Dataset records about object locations
┄┄┄┄┄┄┄┄┄┄

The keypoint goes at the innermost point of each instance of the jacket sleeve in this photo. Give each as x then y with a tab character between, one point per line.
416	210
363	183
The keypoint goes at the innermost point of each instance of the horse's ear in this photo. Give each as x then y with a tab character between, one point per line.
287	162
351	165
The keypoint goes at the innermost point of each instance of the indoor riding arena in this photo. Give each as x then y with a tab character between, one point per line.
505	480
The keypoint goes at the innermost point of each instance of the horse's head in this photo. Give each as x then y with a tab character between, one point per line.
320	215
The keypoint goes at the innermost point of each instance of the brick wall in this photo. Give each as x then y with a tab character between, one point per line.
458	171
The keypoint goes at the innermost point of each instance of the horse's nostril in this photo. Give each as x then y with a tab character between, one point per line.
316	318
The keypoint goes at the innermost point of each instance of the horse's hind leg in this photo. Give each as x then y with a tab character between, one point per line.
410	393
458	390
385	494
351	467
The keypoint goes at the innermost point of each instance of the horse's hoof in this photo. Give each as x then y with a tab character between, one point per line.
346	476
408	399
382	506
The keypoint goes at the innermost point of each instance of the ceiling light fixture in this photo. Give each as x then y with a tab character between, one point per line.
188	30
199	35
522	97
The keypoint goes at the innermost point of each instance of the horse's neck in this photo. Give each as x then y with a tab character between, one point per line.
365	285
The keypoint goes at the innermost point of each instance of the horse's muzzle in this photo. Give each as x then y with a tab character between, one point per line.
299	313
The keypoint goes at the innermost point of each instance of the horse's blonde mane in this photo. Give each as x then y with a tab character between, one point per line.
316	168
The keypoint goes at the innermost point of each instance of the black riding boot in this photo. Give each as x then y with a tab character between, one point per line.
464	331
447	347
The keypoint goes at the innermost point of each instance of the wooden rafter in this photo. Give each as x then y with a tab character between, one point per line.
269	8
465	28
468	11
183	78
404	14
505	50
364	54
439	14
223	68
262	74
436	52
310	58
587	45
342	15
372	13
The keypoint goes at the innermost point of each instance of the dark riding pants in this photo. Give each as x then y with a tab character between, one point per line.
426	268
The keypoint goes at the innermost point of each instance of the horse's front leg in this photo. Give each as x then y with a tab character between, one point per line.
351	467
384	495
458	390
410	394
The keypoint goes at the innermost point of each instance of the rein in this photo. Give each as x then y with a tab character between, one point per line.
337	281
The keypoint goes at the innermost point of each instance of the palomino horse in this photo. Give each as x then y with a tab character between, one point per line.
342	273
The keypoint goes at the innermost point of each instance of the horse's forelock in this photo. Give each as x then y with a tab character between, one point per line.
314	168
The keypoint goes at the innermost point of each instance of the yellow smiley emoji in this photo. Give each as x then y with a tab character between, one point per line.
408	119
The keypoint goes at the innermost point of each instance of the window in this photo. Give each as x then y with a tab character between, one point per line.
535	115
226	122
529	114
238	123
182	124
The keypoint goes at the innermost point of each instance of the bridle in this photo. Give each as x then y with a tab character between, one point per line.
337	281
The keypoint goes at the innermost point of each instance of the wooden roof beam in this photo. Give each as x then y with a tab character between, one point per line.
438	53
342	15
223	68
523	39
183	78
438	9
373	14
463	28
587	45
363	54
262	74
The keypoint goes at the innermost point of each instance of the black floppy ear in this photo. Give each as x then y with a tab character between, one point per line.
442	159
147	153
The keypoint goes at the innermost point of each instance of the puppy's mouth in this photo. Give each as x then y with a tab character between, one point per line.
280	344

┄┄┄┄┄┄┄┄┄┄

Exercise directions
Retype the data in full and match it exactly.

Completed task
The keypoint goes at the innermost point of each instance of the jacket sleeve in this photo. Give each as x then y with a tab character between, one point per line.
416	210
363	183
The keypoint goes at the innermost point of each instance of the horse's ear in this photo. Give each as x then y with a tab character between, one point per line.
287	162
351	165
The keypoint goes at the innermost point of each instance of the indoor riding arena in this photo. Give each as x then y with a tab character between, one point per line.
505	480
The keypoint goes at the innermost point of each instance of the horse's head in this photo. Give each as x then y with a tab character between, one point per line.
320	215
The keypoint goes at the innermost point of each instance of the brick wall in this photo. Give each as x then y with a tab character between, one point per line.
458	171
The keypoint goes at the innermost point of each instance of the horse's nostril in this photo. Give each as x then y with a tab character between, one point per line.
316	318
The keypoint goes at the innermost point of each instance of the horse's hind leg in this photo. Give each as x then y with a tab character between, one point per line.
410	393
458	390
385	494
351	467
The keypoint goes at the innermost point of each instance of the horse's hoof in this photo. Give each as x then y with a tab character between, one point per line.
346	476
408	399
382	506
The keypoint goes at the innermost point of each instance of the ceiling light fixture in this photo. Give each as x then y with a tab character between, one point per line.
188	30
199	35
522	97
The keypoint goes at the innermost point of each instance of the horse's neck in this photo. Give each as x then y with a tab character between, one point per line.
365	285
The keypoint goes at the innermost point of each instance of the horse's muzzle in this photo. Give each as x then y with a tab character between, one point per line.
299	313
The keypoint goes at the innermost point of each instance of the horse's blonde mane in this photo. Give each as x then y with a tab character between, one point per line.
316	168
The keypoint goes at the innermost point of each instance of the black riding boot in this photo. Give each as x then y with a tab character between, one point per line.
464	331
447	347
The keypoint goes at the innermost point of each instance of the wooden rafter in this photo. Give each as x then y with a tab character between, one point per line.
269	8
465	28
468	11
183	78
404	14
505	50
364	54
439	14
223	68
262	74
436	52
310	58
587	45
342	15
372	13
The keypoint goes at the innermost point of each instance of the dark riding pants in this photo. Give each as x then y with a tab character between, one point per line.
426	268
The keypoint goes at the innermost point of each instance of the horse's front leg in this photo. Give each as x then y with a tab character between, one point per line.
351	467
384	495
458	390
410	394
The keypoint goes at the innermost point of each instance of the rein in this photo. Give each as x then y with a tab character between, one point per line.
337	281
The keypoint goes at the innermost point of each instance of the palomino horse in this photo. Give each as x then y with a tab character between, one point per line.
342	273
The keypoint goes at the innermost point of each instance of the horse's forelock in this photo. Give each as x then y with a tab character between, one point per line.
314	168
The keypoint goes at the innermost point of each instance of the yellow smiley emoji in this photo. Give each as x then y with a tab character between, one point per line.
408	119
The keypoint goes at the innermost point of each instance of the window in this photo. Give each as x then y with a tab character between, one point per line.
535	115
226	122
529	114
238	123
182	124
The keypoint goes at the innermost point of each instance of the bridle in this photo. Give each as x then y with a tab character between, one point per line.
337	281
The keypoint goes at the innermost point of each instance of the wooden roof beam in this photo. Give each as x then y with a tab character between, one point per line.
438	53
342	15
223	68
523	39
183	78
438	9
373	14
463	28
587	45
363	54
262	74
The keypoint goes at the innermost point of each instance of the black floppy ear in this photo. Give each as x then y with a tab character between, one point per line.
442	159
147	153
The keypoint goes at the innermost point of each instance of the puppy's mouth in this photo. Give each as x then y with a tab character between, one point per line.
280	344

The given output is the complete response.